Problem to solve ▸ Recast every line of the material below as a numbered list, leaving out any blank lines.

Records from a collection

-------

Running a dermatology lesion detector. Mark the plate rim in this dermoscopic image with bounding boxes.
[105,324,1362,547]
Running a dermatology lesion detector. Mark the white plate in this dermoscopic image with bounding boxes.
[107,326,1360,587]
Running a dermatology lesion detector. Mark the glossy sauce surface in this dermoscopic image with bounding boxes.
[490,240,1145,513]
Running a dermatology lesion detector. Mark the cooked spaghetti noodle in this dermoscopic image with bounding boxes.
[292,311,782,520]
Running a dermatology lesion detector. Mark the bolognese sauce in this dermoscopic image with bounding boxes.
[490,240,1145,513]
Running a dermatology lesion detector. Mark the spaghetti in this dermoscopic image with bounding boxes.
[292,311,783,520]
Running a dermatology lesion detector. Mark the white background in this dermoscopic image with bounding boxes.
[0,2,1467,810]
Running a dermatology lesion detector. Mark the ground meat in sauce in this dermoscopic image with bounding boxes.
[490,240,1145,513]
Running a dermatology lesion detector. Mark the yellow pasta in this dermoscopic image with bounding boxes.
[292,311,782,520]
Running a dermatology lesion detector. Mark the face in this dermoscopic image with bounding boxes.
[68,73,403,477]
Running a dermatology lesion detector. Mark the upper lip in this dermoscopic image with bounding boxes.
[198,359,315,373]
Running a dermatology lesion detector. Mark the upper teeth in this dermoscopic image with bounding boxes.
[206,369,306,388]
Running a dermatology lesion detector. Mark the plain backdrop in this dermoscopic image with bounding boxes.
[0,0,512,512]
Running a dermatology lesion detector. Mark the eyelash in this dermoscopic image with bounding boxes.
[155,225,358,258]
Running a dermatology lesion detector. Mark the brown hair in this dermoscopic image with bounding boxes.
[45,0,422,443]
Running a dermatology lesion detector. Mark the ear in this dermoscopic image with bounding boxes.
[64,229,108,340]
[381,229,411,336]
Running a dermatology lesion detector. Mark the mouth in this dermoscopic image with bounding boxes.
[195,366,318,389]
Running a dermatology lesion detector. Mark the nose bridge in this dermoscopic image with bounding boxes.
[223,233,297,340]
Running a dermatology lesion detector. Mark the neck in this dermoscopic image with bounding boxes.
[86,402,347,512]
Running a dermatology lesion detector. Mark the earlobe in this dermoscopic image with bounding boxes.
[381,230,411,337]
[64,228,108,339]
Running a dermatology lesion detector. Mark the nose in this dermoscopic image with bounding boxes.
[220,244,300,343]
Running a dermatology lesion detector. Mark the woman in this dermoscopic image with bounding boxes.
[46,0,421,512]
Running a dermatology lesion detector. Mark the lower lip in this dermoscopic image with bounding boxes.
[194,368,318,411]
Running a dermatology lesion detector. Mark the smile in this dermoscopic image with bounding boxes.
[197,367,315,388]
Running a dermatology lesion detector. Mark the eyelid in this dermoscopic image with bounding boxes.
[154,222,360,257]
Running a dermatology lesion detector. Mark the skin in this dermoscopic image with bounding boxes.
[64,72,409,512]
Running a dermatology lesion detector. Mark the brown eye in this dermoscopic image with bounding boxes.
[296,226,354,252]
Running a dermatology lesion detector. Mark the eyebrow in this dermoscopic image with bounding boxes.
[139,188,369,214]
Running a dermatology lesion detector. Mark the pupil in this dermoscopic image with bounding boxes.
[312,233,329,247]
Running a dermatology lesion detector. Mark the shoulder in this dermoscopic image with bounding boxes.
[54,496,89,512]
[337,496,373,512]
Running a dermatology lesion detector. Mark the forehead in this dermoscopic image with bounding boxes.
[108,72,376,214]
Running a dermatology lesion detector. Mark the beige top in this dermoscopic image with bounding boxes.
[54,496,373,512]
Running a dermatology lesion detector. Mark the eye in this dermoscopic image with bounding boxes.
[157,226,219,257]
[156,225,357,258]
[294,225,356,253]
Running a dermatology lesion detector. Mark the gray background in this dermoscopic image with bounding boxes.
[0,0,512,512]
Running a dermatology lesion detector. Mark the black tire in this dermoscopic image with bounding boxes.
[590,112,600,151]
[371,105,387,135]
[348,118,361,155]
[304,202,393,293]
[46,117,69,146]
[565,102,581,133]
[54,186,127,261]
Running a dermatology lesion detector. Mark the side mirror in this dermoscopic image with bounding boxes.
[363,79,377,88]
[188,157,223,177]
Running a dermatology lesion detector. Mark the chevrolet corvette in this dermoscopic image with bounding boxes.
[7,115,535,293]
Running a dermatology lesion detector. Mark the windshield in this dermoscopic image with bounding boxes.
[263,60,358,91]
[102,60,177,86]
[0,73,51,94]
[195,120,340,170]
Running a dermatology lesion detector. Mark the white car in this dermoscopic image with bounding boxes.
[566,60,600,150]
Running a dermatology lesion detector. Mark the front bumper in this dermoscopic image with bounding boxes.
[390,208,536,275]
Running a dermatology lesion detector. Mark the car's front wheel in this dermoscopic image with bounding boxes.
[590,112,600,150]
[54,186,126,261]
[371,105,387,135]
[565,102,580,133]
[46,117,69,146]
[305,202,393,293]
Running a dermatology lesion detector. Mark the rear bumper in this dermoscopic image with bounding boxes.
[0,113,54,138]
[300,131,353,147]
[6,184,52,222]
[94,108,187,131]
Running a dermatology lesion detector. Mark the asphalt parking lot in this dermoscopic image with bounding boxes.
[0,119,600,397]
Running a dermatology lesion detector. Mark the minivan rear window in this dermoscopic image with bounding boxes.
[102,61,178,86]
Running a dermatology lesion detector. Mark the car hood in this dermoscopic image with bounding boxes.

-------

Full response ▸
1. Running a dermatology lesion detector. Mark the plate rim in this dermoscopic image with bounding boxes.
2. [105,324,1362,547]
3. Running a dermatology lesion detector. Mark the white plate in this dermoscopic image with bounding boxes.
4. [107,326,1360,587]
5. Running a dermatology lesion detector. Mark the glossy sauce surface in this dermoscopic image with bounding boxes.
6. [490,240,1145,513]
7. Running a dermatology lesion detector. Mark the cooked spaghetti noodle in this dermoscopic image with bounding boxes.
8. [292,311,782,520]
9. Running a dermatology lesion detector. Mark the bolognese sauce in this dermoscopic image with bounding boxes.
10. [490,240,1145,513]
11. Running a dermatology lesion detector. Mark the spaghetti in this dermoscopic image with bounding boxes.
12. [292,311,783,520]
13. Running a dermatology lesion detector. Mark the white background in this dermoscopic image with bounding boxes.
14. [0,2,1467,810]
15. Running a dermatology lesion detector. Mark the ground meat in sauce in this dermoscopic image with bounding boxes.
16. [490,240,1145,513]
17. Running a dermatology lesion detector. Mark the yellow pasta in this dermoscopic image with bounding boxes.
18. [292,311,782,520]
19. Running a dermatology lesion detector. Mark the face in this dermoscopic image with bounding boxes.
20. [68,73,403,477]
21. Running a dermatology lesion detector. Mark the upper lip in this dermoscopic image with bounding boxes.
22. [198,359,315,373]
23. Running a dermatology lesion detector. Mark the upper teeth in this dermoscopic image with bounding boxes.
24. [206,369,306,388]
25. Running a dermatology lesion detector. Mark the plain backdrop in this dermoscopic image with bounding boxes.
26. [0,0,512,512]
27. Running a dermatology lesion detector. Mark the eyelash in this dermoscopic image with bounding boxes.
28. [155,225,358,258]
29. Running a dermatology lesion detector. Mark the brown hair in this dermoscopic image with bounding boxes.
30. [45,0,422,443]
31. Running a dermatology lesion detector. Mark the ear in this dermoscopic image with bounding boxes.
32. [64,229,108,340]
33. [381,229,411,336]
34. Running a dermatology lesion detector. Mark the mouth in this dermoscopic image with bounding boxes.
35. [195,366,318,389]
36. Running a dermatology lesion detector. Mark the nose bridge in this dermoscopic image with bounding boxes.
37. [223,233,297,340]
38. Running a dermatology lesion detector. Mark the neck in this dermoscopic image with bounding boxes.
39. [86,402,347,512]
40. Running a dermatology lesion detector. Mark the earlobe in this dermoscopic image with bounding boxes.
41. [381,230,411,337]
42. [64,228,108,339]
43. Running a dermatology lesion detector. Mark the nose in this dermoscopic image with bounding boxes.
44. [220,244,300,343]
45. Running a dermatology lesion detector. Mark the woman in this dermoscopic image with bounding boxes.
46. [46,0,421,512]
47. Running a dermatology lesion detector. Mark the lower lip in this dermoscopic image with bounding boxes.
48. [194,368,318,411]
49. Running a dermatology lesion detector. Mark the smile in this dermoscopic image with bounding boxes.
50. [197,367,315,388]
51. Running a dermatology lesion detector. Mark the eyelid in this dermoscopic image with bounding boxes.
52. [154,222,360,257]
53. Running a dermatology lesion detector. Mark the skin in this dermoscopic image with bounding boxes.
54. [64,72,409,512]
55. Running a dermatology lesion detector. Mark the brown eye in this dermoscopic image with bounding boxes.
56. [296,226,354,252]
57. Running a dermatology lesion detector. Mark the eyebrow in this dermoscopic image with bounding boxes.
58. [139,188,369,214]
59. Running a dermatology lesion detector. Mark the pupil in this dermoscopic image with bounding boxes.
60. [312,233,329,247]
61. Running a dermatology lesion detector. Mark the shoulder in this dermoscopic image with bounding boxes.
62. [54,496,89,512]
63. [337,496,373,512]
64. Running a dermatology lesion detector. Mark the forehead in this dermoscopic image with bounding boxes.
65. [108,72,376,214]
66. Running a dermatology lesion detector. Mark the beige top in this dermoscopic image with bounding boxes.
67. [54,496,373,512]
68. Running a dermatology lesion detector. Mark the eye in this dermoscopic image with bounding boxes.
69. [157,226,219,257]
70. [156,225,357,258]
71. [294,225,356,253]
72. Running a dermatology lesion detector. Mark the gray background in this dermoscopic image with bounding boxes.
73. [0,0,512,512]
74. Running a dermatology lesion detector. Mark the black tire in this dermoscopic image with bounding boxes.
75. [590,112,600,151]
76. [371,105,387,135]
77. [348,118,361,155]
78. [304,202,393,293]
79. [46,117,69,146]
80. [565,102,581,133]
81. [54,186,127,261]
82. Running a dermatology lesion detector. Mark the side mirror in this dermoscopic image with bounding boxes.
83. [363,79,377,88]
84. [188,157,223,177]
85. Running a dermatology lesion detector. Mark the chevrolet corvette in this dermoscopic image with bounding boxes.
86. [7,115,535,293]
87. Running a dermatology lesion detector. Mark the windshield in this dermoscopic image with bounding boxes.
88. [263,60,358,91]
89. [102,60,177,86]
90. [0,73,51,94]
91. [195,120,340,170]
92. Running a dermatology lesion detector. Mark the white car in this dermoscopic image with bounding boxes.
93. [566,60,600,150]
94. Running a dermatology lesion detector. Mark the front bumper in this dermoscopic image with bounding boxes.
95. [390,208,536,275]
96. Running a dermatology lesion detector. Mark the car's front wheel in this dermoscopic image with bounding boxes.
97. [590,112,600,150]
98. [54,186,126,261]
99. [371,105,387,135]
100. [565,102,580,133]
101. [46,117,69,146]
102. [305,202,393,293]
103. Running a dermatology lesion detector. Mark the rear bumper in this dermoscopic image with bounding boxes.
104. [0,113,54,138]
105. [300,131,353,147]
106. [6,184,52,222]
107. [94,108,187,131]
108. Running a dermatology lesion detector. Mark the asphalt parking lot in this dermoscopic image with bounding boxes.
109. [0,119,600,397]
110. Running a dermatology lesion detector. Mark the minivan rear window in this dermoscopic image with bounding boxes.
111. [102,61,178,86]
112. Running a dermatology lesion detector. Mark the car hood in this dermoscopic image with bounding boxes.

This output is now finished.